PROMPT
Reproduce the blog post from "The Wounded Soldier" up to and including "Tony Hillerman memoir.", swapping "memoir" for "autobiography".

SELECTED PASSAGE
The Wounded Soldier
by Bruce • December 4, 2017 • LifeStuff • 0 Comments
Honestly, I think my favorite part of the last few days has been when I have been driving around and, consequently, listening to the Tony Hillerman memoir.
The book has been especially interesting at this point in the story because Hillerman is nineteen and wandering around in France and Germany as a grunt, an infantryman, a mortar guy. But Hillerman narrates his book, so as he reads his own story, he shares about his own experiences as a soldier, as a kid out on his great adventure, and the things that he saw when he was an army man in the war. He recounts actions he was involved in, and his first experience as a man having to shoot an enemy combatant. He laughs at the seemingly regular ineptitude of “military intelligence” that governed his military experiences. And he marvels at his own fortune to get through some perilous actions that took the lives of many others around him. He was wounded at one point by a land mine, and he walks us through his experience of being semi-conscious on the ground to getting out of the combat zone and to a hospital where he finally learns he did not lose his feet- but rather, his body was burned here and there and he was in danger of losing his eyesight.

RECORDED INFORMATION
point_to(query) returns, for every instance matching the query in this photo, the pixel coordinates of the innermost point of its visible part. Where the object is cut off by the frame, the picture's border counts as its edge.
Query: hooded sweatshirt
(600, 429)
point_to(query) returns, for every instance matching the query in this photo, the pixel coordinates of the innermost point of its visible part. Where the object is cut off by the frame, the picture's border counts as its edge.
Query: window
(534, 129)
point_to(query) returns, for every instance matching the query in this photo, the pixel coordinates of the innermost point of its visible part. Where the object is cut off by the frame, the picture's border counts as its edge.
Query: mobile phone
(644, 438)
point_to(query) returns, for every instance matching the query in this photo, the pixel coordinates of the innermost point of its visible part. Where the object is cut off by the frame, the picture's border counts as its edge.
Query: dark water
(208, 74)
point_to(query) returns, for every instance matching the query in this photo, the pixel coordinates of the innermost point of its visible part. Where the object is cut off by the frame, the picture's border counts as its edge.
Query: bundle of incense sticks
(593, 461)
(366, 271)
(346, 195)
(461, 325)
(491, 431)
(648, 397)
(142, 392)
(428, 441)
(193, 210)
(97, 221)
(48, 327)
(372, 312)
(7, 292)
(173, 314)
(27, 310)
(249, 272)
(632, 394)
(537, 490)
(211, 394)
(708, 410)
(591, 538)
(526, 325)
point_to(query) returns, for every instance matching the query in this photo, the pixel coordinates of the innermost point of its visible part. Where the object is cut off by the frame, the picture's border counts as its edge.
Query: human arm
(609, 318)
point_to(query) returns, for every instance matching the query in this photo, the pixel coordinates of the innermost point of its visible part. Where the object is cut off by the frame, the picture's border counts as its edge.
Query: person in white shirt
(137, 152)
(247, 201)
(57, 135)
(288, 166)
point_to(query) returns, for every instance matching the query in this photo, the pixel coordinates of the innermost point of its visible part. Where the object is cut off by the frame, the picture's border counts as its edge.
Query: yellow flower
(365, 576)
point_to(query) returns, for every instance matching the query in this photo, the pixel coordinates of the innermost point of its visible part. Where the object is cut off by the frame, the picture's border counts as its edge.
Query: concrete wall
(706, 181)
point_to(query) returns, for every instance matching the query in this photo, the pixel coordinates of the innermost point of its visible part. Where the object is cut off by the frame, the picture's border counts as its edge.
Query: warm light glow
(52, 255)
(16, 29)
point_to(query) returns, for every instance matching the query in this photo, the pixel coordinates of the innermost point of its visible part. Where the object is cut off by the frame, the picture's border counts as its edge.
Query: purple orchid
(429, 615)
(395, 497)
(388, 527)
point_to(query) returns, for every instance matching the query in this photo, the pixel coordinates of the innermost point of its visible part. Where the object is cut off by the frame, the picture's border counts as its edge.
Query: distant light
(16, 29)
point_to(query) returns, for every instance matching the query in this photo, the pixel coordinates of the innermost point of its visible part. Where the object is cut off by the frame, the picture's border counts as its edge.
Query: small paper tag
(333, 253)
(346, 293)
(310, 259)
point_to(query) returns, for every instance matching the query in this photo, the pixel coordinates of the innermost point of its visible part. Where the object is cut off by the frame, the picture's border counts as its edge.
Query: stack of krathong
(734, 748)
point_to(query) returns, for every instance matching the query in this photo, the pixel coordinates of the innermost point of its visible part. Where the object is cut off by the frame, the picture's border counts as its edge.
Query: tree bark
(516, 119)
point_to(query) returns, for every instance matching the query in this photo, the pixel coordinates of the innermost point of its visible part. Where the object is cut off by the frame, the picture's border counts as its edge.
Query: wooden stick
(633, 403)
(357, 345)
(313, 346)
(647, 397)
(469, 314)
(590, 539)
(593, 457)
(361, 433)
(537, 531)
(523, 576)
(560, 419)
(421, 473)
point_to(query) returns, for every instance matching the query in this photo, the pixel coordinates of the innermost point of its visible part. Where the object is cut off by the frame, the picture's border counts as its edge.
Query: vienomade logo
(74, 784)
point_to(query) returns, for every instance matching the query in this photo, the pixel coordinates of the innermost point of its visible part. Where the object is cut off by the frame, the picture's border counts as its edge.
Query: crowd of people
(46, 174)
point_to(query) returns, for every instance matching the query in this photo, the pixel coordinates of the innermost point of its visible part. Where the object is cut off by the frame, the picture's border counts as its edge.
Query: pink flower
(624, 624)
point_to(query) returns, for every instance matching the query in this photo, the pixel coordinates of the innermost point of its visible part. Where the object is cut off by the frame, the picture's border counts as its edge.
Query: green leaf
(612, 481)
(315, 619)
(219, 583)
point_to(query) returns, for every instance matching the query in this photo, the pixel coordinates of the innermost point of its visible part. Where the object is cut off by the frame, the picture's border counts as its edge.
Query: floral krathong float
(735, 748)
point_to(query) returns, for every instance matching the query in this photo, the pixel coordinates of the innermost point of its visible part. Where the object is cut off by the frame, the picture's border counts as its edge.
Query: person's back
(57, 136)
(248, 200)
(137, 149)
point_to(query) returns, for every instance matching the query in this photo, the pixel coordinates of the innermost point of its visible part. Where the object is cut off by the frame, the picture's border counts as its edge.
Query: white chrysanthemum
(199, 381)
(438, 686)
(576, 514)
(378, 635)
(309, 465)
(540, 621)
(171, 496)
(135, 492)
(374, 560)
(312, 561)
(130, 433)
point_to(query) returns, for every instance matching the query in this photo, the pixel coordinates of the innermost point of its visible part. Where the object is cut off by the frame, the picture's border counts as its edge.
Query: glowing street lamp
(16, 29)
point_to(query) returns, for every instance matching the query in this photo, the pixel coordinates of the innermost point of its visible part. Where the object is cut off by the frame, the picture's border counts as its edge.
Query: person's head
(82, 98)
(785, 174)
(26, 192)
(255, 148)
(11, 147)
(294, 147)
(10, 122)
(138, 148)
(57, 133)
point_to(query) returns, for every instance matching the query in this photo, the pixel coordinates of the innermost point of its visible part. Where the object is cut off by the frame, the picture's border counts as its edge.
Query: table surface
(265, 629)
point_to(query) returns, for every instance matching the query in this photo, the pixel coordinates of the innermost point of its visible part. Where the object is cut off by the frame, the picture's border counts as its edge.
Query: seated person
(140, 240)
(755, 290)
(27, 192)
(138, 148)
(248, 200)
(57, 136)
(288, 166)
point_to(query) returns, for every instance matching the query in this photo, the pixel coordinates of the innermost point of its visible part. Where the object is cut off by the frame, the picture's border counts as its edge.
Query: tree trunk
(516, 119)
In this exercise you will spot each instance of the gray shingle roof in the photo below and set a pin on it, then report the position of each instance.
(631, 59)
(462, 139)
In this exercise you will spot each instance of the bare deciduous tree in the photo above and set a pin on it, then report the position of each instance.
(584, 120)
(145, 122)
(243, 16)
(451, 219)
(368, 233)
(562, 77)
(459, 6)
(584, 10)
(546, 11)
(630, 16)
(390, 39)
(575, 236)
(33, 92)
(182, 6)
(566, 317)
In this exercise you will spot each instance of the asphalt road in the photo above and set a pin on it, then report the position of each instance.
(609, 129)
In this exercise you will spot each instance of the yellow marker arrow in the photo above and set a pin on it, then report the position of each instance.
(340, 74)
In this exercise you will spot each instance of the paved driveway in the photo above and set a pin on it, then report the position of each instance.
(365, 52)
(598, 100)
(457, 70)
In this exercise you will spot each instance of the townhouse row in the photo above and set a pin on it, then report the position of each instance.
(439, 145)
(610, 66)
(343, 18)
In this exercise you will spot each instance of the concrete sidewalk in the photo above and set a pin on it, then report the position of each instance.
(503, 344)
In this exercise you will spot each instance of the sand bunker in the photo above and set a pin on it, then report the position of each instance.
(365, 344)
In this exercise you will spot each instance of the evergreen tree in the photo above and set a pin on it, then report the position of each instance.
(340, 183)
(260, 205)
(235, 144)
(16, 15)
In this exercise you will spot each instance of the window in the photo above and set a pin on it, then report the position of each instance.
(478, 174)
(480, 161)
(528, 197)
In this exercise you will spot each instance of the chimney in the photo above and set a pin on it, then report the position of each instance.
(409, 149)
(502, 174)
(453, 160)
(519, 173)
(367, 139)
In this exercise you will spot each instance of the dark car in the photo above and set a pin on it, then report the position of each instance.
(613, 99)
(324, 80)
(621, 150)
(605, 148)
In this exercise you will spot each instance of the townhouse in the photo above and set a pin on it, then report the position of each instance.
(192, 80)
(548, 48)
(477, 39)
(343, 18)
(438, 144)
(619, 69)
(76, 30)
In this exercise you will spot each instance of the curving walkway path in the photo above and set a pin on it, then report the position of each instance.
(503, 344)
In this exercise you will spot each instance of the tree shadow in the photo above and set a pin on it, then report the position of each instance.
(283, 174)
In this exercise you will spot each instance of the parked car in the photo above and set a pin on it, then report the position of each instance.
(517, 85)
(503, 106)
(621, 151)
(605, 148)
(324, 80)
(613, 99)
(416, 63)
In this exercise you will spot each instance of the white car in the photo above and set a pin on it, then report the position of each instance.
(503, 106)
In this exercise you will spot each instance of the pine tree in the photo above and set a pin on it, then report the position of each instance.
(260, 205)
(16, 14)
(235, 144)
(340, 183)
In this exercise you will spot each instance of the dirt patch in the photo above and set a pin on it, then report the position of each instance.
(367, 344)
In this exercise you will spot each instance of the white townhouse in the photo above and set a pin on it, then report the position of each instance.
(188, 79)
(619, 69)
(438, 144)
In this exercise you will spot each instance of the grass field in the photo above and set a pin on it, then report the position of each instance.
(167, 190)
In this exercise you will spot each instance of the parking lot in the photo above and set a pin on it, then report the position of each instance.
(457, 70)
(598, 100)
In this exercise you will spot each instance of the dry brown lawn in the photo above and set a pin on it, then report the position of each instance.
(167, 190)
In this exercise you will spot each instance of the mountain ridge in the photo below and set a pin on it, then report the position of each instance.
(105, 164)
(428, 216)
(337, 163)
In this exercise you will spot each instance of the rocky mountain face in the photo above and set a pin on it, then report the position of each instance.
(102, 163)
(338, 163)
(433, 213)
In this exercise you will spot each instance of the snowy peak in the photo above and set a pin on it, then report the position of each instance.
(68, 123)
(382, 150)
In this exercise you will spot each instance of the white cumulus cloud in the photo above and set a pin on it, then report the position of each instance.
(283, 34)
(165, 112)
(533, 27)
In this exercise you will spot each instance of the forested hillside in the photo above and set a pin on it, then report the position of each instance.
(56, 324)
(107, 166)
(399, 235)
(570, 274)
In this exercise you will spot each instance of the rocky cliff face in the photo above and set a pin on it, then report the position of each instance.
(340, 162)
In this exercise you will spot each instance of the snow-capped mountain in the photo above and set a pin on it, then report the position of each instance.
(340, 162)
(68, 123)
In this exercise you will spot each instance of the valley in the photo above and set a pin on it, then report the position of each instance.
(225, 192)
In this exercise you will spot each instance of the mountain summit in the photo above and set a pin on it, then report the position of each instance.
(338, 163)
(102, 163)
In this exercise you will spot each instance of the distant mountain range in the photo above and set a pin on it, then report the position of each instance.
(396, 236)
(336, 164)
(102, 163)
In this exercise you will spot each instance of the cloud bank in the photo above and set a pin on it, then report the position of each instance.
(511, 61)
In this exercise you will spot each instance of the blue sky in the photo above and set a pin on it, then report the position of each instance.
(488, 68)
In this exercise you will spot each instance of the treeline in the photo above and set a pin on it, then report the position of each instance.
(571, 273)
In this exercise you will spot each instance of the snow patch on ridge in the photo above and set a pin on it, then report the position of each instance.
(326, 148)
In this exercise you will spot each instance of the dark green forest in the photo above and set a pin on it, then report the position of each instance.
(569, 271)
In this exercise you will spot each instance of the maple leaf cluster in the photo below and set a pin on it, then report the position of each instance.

OUTPUT
The Wounded Soldier
by Bruce • December 4, 2017 • LifeStuff • 0 Comments
Honestly, I think my favorite part of the last few days has been when I have been driving around and, consequently, listening to the Tony Hillerman autobiography.